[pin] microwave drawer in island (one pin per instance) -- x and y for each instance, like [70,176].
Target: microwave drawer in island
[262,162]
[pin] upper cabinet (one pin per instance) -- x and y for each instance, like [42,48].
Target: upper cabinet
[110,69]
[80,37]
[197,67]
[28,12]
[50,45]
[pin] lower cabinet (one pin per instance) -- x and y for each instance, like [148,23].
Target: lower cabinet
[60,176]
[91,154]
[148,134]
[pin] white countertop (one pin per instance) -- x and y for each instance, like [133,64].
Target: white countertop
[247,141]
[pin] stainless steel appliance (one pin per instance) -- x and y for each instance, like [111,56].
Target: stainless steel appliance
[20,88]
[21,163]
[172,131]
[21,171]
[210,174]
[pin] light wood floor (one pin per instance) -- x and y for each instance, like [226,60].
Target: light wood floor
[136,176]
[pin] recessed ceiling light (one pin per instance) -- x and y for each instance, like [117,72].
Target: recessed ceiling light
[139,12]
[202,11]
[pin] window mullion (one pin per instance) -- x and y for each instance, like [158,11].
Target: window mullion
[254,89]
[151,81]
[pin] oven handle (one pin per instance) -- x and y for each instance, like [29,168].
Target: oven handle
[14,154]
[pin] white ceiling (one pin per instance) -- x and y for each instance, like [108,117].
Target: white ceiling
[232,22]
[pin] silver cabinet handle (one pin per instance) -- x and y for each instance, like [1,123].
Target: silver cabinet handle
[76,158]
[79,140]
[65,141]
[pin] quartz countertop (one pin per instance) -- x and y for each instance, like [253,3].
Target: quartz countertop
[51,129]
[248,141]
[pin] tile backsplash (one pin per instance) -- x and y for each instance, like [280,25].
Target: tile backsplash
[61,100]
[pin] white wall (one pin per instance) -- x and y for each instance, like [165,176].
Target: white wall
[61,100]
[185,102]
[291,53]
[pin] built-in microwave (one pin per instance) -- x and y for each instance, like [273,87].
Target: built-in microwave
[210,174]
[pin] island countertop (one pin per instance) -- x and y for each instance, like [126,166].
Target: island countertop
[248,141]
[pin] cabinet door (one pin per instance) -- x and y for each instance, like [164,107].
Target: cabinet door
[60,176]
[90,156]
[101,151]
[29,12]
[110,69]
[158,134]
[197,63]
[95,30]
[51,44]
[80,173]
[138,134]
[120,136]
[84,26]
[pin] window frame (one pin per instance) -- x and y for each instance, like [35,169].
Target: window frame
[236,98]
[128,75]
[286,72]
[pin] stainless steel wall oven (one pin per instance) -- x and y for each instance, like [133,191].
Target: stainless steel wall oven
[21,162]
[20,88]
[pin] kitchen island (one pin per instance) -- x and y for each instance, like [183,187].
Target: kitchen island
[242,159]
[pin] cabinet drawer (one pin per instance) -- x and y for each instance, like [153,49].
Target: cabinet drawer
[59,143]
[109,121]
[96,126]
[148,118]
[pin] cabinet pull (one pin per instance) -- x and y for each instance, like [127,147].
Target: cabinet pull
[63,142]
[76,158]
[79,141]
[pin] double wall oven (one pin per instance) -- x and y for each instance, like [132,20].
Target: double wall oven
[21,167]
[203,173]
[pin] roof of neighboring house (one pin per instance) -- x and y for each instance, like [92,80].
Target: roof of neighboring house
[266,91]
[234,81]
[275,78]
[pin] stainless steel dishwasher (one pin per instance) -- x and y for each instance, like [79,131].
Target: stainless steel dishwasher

• [Given request] Copy out the material above line for line, changing nothing.

• [The result]
[pin] microwave drawer in island (one pin per instance) -- x and y for each instance, like [70,176].
Target: microwave drawer in island
[262,162]
[pin] upper cabinet (one pin per instance) -- x and y for each instance, like [42,48].
Target: upper cabinet
[110,69]
[80,37]
[197,67]
[28,12]
[50,45]
[pin] lower cabinet (one pin per instance) -- x and y for each instance, like [148,23].
Target: lower cabinet
[60,176]
[91,154]
[148,134]
[pin] white countertop (one pin per instance) -- x and y for each instance, like [133,64].
Target: white countertop
[247,141]
[pin] stainless steel appliance (one pin per instance) -- x and y for each instance, like [111,56].
Target: stainless steel appliance
[20,88]
[21,163]
[172,131]
[21,171]
[210,174]
[pin] light wood floor (one pin per instance) -- x and y for each instance, like [226,60].
Target: light wood floor
[136,176]
[pin] recessed ceiling light (one pin per instance) -- x and y for each instance, like [117,72].
Target: recessed ceiling light
[139,12]
[202,11]
[pin] window mullion (one pin per instance) -- x and y for each instance, like [158,11].
Target: window mullion
[254,89]
[151,81]
[pin] oven handle (one pin per instance) -- x and y for each instance, like [29,168].
Target: oven handle
[14,154]
[pin] white ceiling (one pin per instance) -- x and y for each instance, like [108,117].
Target: white ceiling
[232,22]
[pin] silver cabinet handle (one pin per instance) -- x and y for each instance, like [1,123].
Target: silver cabinet handle
[76,158]
[79,140]
[65,141]
[pin] quartz countertop (one pin per instance) -- x and y for each instance, like [253,3].
Target: quartz countertop
[51,129]
[248,141]
[pin] tile backsplash (one pin per instance) -- x and y for each instance, like [280,25].
Target: tile backsplash
[61,100]
[pin] white wall (one pin per instance) -- x and y for each instance, like [165,176].
Target: white wall
[61,100]
[185,102]
[291,53]
[pin] built-in microwave (one pin per instance) -- x and y for each instance, like [273,87].
Target: built-in microwave
[210,174]
[pin] island countertop (one pin per instance) -- x and y for each instance, like [126,166].
Target: island countertop
[248,141]
[pin] cabinet door (one pin per instance) -- x and y for each instance, like [164,107].
Target: cabinet door
[60,176]
[90,156]
[101,151]
[29,12]
[110,69]
[158,134]
[197,63]
[95,30]
[51,44]
[80,173]
[138,134]
[120,136]
[84,26]
[pin] window frame (one pin per instance) -- x and y for each instance, like [35,169].
Target: window frame
[236,98]
[128,75]
[286,72]
[pin] stainless steel wall oven (one pin per instance) -- x and y for each instance, like [133,191].
Target: stainless steel wall oven
[21,162]
[20,88]
[pin] kitchen island (one pin per instance) -- x and y for each instance, like [183,187].
Target: kitchen island
[242,159]
[pin] cabinet drawer (one pin per instance) -- x and y for each instance, like [153,49].
Target: cabinet drawer
[59,143]
[109,121]
[96,126]
[148,118]
[pin] cabinet pull (one pin per instance) -- x and y for each instance, like [127,147].
Target: cabinet pull
[63,142]
[76,158]
[79,141]
[pin] double wall oven (one pin per instance) -- x and y for each instance, like [132,20].
Target: double wall oven
[21,167]
[203,173]
[pin] roof of neighboring house (one pin per instance) -- x and y for each instance, like [92,80].
Target: roof of neighboring house
[266,91]
[234,81]
[275,78]
[pin] stainless steel dishwasher (one pin per instance) -- x and y for each instance, like [79,131].
Target: stainless steel dishwasher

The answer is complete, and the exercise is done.